**Written exercise A**
Summarize the piece on Oedipus Rex in two sentences.
**Written exercise B**
Write the next part of the piece on Oedipus Rex, picking up right after its final sentence.

**Extract to read**
--*--

Oedipus Rex by Sophocles.

Oedipus and the Sphinx by Jean-Auguste-Dominique Ingres.
Oedipus Rex, or Oedipus the King (Οἰδίπους Τύραννος, 429 B.C.) is, in order of writing, the second of Sophocles' "Oedipus plays", however, in terms of the plays' chronology it is the first and is followed by Oedipus at Colonus (Οἰδίπους ἐπὶ Κολωνῷ, 406 B.C.) then Antigone (Ἀντιγόνη, 441 B.C.). It is the play that gave its name to Sigmund Freud's 'Oedipus Complex', which Freud describes (in The Interpretation of Dreams, 1899:
Being in love with the one parent and hating the other belong to the indispensable stock of psychical impulses being formed at that time which are so important for the later neurosis.
Freud goes on to invoke Oedipus:
I refer to the legend of King Oedipus and the drama of that name by Sophocles. Oedipus, son of Laius, King of Thebes, and Jocasta, is abandoned as an infant because an oracle has proclaimed to his father that his son yet unborn would be his murderer. He is rescued and grows up as a king's son at a foreign court, until he himself consults the oracle about his origins, and received the counsel that he should flee his home city, because he would perforce become his father's murderer and his mother's spouse. On the road from his supposed home city he encounters King Laius and kills him in a sudden quarrel. Then he arrives before Thebes, where he solves the riddle of the Sphinx as she bars his way, and in gratitude he is chosen by the Thebans to be their king and presented with Jocasta's hand in marriage. He reigns long in peace and dignity, and begets two sons and two daughters with his - unbeknown - mother, until a plague breaks out, occasioning fresh questioning of the oracle by the Thebans. At this point Sophocles' tragedy begins.

--*--

(Records of labeled boxes)
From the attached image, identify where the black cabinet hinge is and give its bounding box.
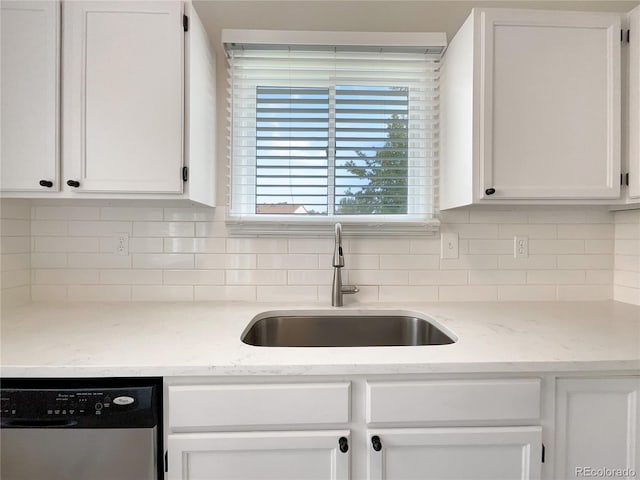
[620,173,629,186]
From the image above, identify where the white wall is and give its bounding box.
[614,210,640,305]
[0,199,31,308]
[13,200,614,304]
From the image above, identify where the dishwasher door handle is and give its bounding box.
[2,418,78,428]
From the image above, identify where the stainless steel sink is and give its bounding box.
[241,310,456,347]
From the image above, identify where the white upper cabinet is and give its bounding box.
[0,0,216,206]
[63,1,184,193]
[0,1,60,191]
[440,9,621,209]
[626,7,640,199]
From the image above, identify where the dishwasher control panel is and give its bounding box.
[0,385,157,428]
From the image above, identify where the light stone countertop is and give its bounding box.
[0,301,640,377]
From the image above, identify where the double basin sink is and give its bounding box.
[241,310,457,347]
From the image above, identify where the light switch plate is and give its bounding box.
[440,232,458,258]
[513,235,529,258]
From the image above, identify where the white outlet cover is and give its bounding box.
[440,232,458,258]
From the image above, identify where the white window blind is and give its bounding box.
[228,34,439,233]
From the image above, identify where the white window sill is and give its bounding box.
[226,215,440,237]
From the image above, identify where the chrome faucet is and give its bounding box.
[331,223,359,307]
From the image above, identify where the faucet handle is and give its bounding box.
[340,285,360,294]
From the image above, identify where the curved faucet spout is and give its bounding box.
[333,223,344,268]
[331,223,358,307]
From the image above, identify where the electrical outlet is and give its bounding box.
[114,233,129,257]
[440,232,458,258]
[513,235,529,258]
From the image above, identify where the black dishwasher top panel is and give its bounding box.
[0,379,161,428]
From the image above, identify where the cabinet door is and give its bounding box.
[0,1,60,191]
[368,427,542,480]
[63,1,184,193]
[168,431,350,480]
[628,7,640,198]
[478,9,621,199]
[555,377,640,479]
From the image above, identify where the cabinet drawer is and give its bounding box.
[367,378,540,423]
[169,382,350,428]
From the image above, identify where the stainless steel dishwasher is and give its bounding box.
[0,378,164,480]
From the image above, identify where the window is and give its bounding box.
[223,30,442,234]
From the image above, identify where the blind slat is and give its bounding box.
[228,46,440,218]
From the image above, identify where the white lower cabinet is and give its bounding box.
[168,430,350,480]
[167,377,542,480]
[368,427,542,480]
[555,377,640,479]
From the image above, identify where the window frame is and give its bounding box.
[223,30,446,236]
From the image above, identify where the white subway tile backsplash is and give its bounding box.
[225,270,287,285]
[438,285,498,302]
[0,219,31,237]
[26,252,68,270]
[100,207,163,221]
[440,253,498,270]
[0,236,31,254]
[498,285,556,302]
[33,237,99,253]
[0,200,624,303]
[163,270,224,285]
[30,220,69,238]
[0,269,31,289]
[527,270,584,285]
[31,285,67,302]
[67,253,131,268]
[257,285,318,302]
[409,237,440,255]
[195,253,257,269]
[67,285,132,302]
[227,238,284,253]
[528,238,585,255]
[380,254,440,270]
[133,222,196,237]
[498,223,558,240]
[378,285,438,302]
[68,221,132,237]
[558,255,613,270]
[257,253,318,270]
[557,285,613,302]
[194,285,257,302]
[131,285,194,302]
[196,222,228,238]
[345,270,409,286]
[467,239,513,255]
[164,238,225,253]
[584,239,615,254]
[287,269,332,285]
[99,270,163,285]
[469,207,527,224]
[469,270,527,285]
[33,268,100,285]
[558,224,614,240]
[133,253,195,269]
[409,270,468,285]
[33,205,100,220]
[498,255,557,270]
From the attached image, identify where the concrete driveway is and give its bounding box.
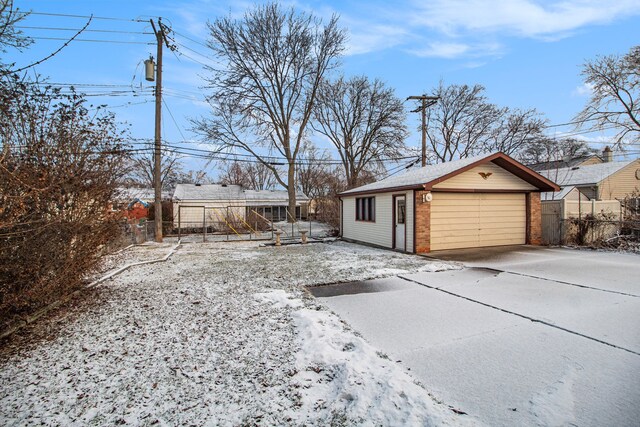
[313,246,640,426]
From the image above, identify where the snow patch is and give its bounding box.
[293,308,476,425]
[529,366,580,427]
[253,289,304,308]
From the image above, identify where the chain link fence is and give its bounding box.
[122,206,331,244]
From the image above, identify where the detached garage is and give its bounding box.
[340,153,559,253]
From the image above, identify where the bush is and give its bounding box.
[0,75,124,332]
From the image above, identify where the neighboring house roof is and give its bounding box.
[173,184,245,200]
[540,160,636,187]
[527,154,602,172]
[540,185,576,202]
[173,184,309,206]
[117,187,171,203]
[340,152,560,196]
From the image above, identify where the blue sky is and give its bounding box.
[5,0,640,173]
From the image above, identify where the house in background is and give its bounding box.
[527,155,609,172]
[173,184,309,228]
[113,187,170,220]
[339,152,560,253]
[540,159,640,201]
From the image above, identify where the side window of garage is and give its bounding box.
[356,197,376,222]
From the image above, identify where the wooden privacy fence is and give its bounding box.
[542,199,623,245]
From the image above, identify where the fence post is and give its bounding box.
[591,199,596,244]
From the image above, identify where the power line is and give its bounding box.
[29,37,153,45]
[29,12,147,23]
[162,98,187,139]
[173,30,209,48]
[15,25,153,35]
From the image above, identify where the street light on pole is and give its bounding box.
[407,95,440,167]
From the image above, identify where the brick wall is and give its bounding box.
[415,191,431,254]
[527,193,542,245]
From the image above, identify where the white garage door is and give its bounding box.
[431,192,527,251]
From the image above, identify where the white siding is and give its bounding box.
[406,191,415,252]
[342,191,413,252]
[433,163,536,190]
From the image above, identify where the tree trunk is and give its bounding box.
[287,162,296,222]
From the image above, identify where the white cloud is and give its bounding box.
[409,0,640,37]
[340,18,410,55]
[571,83,593,97]
[407,41,504,59]
[408,42,470,59]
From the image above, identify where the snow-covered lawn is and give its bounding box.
[0,242,474,425]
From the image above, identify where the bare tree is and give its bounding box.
[576,46,640,147]
[0,0,33,53]
[427,81,545,162]
[297,141,335,201]
[427,81,501,162]
[313,76,407,188]
[219,161,277,190]
[128,150,182,190]
[519,137,596,167]
[195,3,345,222]
[484,107,546,158]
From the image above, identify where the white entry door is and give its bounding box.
[394,196,407,251]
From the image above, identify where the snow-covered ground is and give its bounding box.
[0,242,475,425]
[321,247,640,427]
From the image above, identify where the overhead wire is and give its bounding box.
[15,25,153,35]
[29,12,148,23]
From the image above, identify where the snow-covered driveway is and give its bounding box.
[321,247,640,426]
[0,242,474,426]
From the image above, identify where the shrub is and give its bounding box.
[0,75,129,324]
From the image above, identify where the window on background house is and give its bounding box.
[396,200,407,224]
[356,197,376,222]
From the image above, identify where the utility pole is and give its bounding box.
[407,95,440,167]
[149,18,172,243]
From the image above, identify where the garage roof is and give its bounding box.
[340,152,560,196]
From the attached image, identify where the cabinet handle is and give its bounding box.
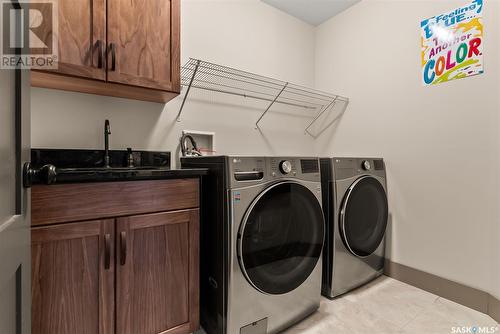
[120,231,127,266]
[109,43,116,71]
[104,234,111,270]
[96,39,103,68]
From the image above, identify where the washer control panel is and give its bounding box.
[228,156,320,185]
[279,160,292,174]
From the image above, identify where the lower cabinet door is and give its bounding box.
[31,219,115,334]
[116,209,199,334]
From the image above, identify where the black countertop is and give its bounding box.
[25,149,208,186]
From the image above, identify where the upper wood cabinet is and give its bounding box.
[108,0,180,91]
[32,0,180,102]
[47,0,106,80]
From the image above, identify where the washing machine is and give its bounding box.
[320,158,388,298]
[181,156,325,334]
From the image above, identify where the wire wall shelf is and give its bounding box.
[177,58,349,137]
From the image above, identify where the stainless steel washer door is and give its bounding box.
[340,176,388,257]
[238,182,324,294]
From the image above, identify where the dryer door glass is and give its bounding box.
[340,176,388,257]
[238,182,324,294]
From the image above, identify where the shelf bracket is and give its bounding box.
[255,82,288,130]
[304,97,338,137]
[177,60,200,122]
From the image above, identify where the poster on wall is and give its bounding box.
[420,0,483,86]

--*--

**Written answer A**
Oedipus Rex (429 B.C.) was the second of Sophocles' Oedipus plays to be written but comes first in the plays' chronology, followed by Oedipus at Colonus and then Antigone, and it gave its name to Freud's "Oedipus Complex." In The Interpretation of Dreams, Freud recounts the legend: Oedipus, abandoned as an infant because of an oracle, unknowingly kills his father Laius, solves the Sphinx's riddle, becomes king of Thebes, and marries his mother Jocasta, until a plague sends the Thebans back to the oracle, which is where Sophocles' tragedy begins.

**Written answer B**
It begins rather like Shakespeare's Hamlet, "Something is rotten in the State of Denmark" (Act I): in Oedipus, something is rotten in Thebes:
The city, as you see yourself, is now
Storm-tossed, and can no longer raise its head
Above the waves and angry surge of death.
The fruitful blossoms of the land are barren,
The herds upon our pastures, and our wives
In childbirth, barren. Last, and worst of all,
The withering gods of fever swoops on us
To empty Cadmus' city and enrich
Dark Hades with our groans and lamentations...
The speaker is a priest and he is talking to Oedipus, the king, who has already asked Creon, his brother in law, to seek the answers. He swiftly returns saying,
Good news! Our sufferings, if they are guided right,
Can even yet turn to a happy issue.
... I will tell you what Apollo said -
And it was very clear. There is pollution
Here in our midst, long-standing. This must we
Expel, nor let it grow past remedy.
Oedipus asks what has defiled Thebes, and Creon tells him it is the murder of King Laius and his death, Apollo has said, must be revenged. Oedipus later consults a prophet, Tiresias, who is not forthcoming - "Let me go home!" he says, "It will be best for you / And best for me, if you let me go." But he soon tells him - "You are yourself the murderer you seek".

Remarkably, Oedipus appears to have no knowledge or memory of this murder. They argue - Oedipus believes that this is a plot hatched by Creon, and Tiresias finishes by saying,
... No frown of yours
Shall frighten me; you cannot injure me.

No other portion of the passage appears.